- Document segment:
How to Stream FL Studio Over Zoom Without Lag

Filipe Coutinho

4/7/21

What Is FL Studio and Why You Should Use It

In David Byrne’s ‘bible’ for audiophiles, How Music Works,” the Talking Heads frontman writes: “Music resonates in so many parts of the brain that we can’t conceive of it being an isolated thing. It’s whom you were with, how old you were, and what was happening that day.”

To form an intricate connection with an ethereal idea is to dive deep into one’s creative realm and extract value that can impact the world around us. In order to do that, we may need a little help. It’s certainly not a coincidence that FL Studio is self-described as “the fastest way from your brain to your speakers”, as it intends to facilitate the creative process by providing a software that is easy to use. This allows you to lighten your workflow and, in the process, your mind. 

In continuing development for over two decades, FL Studio has been adopted by many of the world’s top DJs and music producers, thanks to its built-in features that streamline complex productions, including effects chains, audio sends, advanced automation, and sidechain control. Furthermore, it has the exceptionally helpful function of allowing tracks to hold notes, audio, and automation. 

FL Studio is a sort of one-stop-shop and a dream come true for anyone in the music business who needs to let their creativity run wild.

Issues Streaming FL Studio Via Zoom

The global pandemic forced us to be crafty, using existing software as a workaround to satisfy our professional and creative needs. It quickly became apparent that we need more software designed from scratch to cater to remote collaboration. 

Zoom is a competent alternative, but it doesn’t quite address issues like latency and resolution. This video conference program simply wasn't built to ensure the type of audio quality required by professionals in the music industry, and it certainly wasn't built to endure heavy CPU usage, especially since Zoom itself already eats up a lot of your computer’s RAM. 

These issues become particularly bothersome when using FL Studio alongside Zoom, but fortunately we’ve got you covered.

What You Can Do About it

Let’s say you want to collaborate with a producer or an artist in real time using FL Studio. Most likely, you’re going to end up streaming your work via OBS (Open Broadcasting Software) straight to YouTube and then take your collaborator’s call on the phone.

- Material supplied:

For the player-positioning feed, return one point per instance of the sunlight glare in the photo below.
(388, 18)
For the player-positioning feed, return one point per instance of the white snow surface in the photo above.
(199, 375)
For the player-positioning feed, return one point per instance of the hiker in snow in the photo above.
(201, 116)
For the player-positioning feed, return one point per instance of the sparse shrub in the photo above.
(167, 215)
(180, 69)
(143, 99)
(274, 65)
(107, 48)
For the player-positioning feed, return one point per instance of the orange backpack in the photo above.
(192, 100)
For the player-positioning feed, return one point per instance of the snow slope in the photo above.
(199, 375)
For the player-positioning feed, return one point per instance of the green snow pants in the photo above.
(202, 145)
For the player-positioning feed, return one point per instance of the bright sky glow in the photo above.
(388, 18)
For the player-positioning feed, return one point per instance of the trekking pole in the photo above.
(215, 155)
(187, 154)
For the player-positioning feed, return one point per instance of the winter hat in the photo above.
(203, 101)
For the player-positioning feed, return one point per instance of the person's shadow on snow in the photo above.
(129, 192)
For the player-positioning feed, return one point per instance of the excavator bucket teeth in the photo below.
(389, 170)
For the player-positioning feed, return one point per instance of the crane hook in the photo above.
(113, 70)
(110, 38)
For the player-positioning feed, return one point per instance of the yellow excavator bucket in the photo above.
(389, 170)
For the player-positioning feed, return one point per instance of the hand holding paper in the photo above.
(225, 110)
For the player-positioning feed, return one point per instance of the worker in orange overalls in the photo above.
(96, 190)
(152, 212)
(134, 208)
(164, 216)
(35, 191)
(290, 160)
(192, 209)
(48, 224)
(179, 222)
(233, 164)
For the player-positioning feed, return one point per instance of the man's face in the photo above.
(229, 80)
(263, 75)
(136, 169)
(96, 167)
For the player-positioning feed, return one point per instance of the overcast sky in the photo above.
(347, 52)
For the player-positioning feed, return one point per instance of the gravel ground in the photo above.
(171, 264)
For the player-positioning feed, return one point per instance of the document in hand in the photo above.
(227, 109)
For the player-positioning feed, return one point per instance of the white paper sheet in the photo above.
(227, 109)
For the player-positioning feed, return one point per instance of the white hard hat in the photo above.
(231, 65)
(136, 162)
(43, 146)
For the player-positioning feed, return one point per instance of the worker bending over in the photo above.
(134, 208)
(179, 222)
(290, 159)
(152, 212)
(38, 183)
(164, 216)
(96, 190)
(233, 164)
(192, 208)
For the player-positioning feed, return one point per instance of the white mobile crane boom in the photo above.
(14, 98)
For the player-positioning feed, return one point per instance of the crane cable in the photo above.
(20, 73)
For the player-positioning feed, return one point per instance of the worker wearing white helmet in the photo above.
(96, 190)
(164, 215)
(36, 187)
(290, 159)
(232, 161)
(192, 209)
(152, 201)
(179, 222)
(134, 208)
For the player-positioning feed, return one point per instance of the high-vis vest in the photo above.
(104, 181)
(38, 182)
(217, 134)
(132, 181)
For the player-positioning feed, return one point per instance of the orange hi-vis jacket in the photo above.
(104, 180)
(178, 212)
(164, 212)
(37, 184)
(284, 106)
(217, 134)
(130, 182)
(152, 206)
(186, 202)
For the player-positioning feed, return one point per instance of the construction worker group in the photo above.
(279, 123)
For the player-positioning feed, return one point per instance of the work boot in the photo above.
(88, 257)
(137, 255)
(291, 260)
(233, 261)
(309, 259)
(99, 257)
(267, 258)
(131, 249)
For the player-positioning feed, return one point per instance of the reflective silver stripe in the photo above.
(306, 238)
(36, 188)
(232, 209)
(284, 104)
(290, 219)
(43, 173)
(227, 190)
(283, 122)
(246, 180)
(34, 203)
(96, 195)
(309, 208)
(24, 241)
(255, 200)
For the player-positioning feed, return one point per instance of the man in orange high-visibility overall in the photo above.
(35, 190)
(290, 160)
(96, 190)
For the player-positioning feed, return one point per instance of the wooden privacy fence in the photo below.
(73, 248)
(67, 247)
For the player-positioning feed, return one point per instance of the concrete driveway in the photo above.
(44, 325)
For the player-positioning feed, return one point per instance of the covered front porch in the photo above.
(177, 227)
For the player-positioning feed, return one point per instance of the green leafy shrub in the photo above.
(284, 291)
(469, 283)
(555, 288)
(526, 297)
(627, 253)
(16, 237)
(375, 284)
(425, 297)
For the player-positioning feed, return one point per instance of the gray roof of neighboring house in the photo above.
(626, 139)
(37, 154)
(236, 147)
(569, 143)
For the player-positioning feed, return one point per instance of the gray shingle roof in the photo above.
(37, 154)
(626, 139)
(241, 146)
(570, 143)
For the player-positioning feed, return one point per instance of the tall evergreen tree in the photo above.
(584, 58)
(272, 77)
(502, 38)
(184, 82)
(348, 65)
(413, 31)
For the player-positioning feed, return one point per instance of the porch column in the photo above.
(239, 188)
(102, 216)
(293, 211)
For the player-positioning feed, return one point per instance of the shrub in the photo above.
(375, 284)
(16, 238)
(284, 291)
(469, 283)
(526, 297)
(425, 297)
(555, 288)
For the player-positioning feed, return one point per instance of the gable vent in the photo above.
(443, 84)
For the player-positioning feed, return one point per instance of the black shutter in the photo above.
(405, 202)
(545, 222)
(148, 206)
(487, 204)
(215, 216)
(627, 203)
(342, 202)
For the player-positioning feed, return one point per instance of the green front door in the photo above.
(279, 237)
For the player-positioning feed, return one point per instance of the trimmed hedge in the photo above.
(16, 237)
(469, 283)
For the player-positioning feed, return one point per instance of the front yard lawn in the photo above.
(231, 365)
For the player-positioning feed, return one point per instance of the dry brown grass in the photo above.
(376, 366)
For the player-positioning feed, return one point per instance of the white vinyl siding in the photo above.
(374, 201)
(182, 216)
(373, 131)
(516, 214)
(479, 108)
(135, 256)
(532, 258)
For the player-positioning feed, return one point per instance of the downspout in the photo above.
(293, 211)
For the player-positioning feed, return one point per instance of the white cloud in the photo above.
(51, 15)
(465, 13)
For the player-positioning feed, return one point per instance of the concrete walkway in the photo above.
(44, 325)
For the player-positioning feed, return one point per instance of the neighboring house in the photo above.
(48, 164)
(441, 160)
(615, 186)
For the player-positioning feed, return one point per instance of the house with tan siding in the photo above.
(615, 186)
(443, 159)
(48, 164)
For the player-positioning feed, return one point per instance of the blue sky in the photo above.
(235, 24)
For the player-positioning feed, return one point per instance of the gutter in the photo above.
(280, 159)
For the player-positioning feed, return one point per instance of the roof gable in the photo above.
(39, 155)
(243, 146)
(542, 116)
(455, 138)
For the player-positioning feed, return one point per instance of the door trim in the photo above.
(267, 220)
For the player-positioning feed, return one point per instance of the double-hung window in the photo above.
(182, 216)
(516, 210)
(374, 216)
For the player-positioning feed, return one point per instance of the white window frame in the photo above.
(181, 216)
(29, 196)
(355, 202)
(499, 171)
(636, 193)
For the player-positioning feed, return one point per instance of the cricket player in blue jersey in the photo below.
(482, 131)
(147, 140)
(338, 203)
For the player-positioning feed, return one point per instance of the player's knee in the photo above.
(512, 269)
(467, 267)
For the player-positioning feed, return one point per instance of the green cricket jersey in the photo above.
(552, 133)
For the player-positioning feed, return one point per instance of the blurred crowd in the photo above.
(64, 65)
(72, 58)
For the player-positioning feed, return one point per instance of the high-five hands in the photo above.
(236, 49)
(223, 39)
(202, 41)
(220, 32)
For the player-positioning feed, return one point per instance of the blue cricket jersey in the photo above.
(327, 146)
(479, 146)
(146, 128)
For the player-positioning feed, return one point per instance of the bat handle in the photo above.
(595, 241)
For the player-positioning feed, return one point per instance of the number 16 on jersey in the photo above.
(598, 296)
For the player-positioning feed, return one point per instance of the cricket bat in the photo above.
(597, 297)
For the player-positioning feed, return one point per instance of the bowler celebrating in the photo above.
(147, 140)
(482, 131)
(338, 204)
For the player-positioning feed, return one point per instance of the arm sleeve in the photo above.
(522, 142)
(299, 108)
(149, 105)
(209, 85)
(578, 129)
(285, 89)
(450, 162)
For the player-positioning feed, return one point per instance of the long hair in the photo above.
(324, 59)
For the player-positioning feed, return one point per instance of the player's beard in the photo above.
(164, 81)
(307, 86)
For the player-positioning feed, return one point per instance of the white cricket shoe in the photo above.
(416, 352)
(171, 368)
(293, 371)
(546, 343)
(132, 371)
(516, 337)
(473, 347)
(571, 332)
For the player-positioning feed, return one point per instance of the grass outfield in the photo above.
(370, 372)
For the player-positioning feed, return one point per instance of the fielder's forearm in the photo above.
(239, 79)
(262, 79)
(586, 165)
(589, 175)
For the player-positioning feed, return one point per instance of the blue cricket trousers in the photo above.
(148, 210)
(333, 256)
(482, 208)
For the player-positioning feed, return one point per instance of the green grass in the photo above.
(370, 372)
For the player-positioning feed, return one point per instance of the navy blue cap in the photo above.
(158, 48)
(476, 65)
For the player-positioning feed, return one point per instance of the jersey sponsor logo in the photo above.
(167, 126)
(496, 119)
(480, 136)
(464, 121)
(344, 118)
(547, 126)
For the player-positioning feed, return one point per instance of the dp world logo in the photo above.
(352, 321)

- What is being asked: Pick up the article on streaming FL Studio over Zoom after its last sentence and keep writing it. The entries can be set aside; they play no part in the work that comes next.

- Result for this task:
That’s not so much a solution as an awkward workaround that isn’t conducive to a good creative flow and won’t even solve your lagging issues. Not to mention the echo problems that will come from it. Fortunately, we have more tenable solutions for you. 

If you have a Windows-run computer, all you have to do is follow these steps:

  1. Install Voicemeeter. As per the company’s own description, it’s “an audio mixer application endowed with Virtual Audio Device used as Virtual I/O to mix and manage any audio sources from or to any audio devices or applications.”
  2. Open the software and set up your I/O (Input/Output) according to these specifications. Output A1 should be your interface ‘ASIO driver’ (by ‘ASIO driver’ we mean: a computer sound card driver protocol for digital audio), and hardware input should be your interface driver or microphone. Also, make sure you enable the "mono" toggle to stop the sound from stemming from your left ear only.
  3. Set FL Studio to use the "Voicemeeter Virtual ASIO" driver. Like this.
  4. On Zoom, choose the virtual output instead of your interface or microphone. There’s a chance you may have to reboot Zoom in order for Voicemeeter to pop up as an output.
  5. You should now have no latency issues. Just make sure to give it a test run before making some magic with your collaborators.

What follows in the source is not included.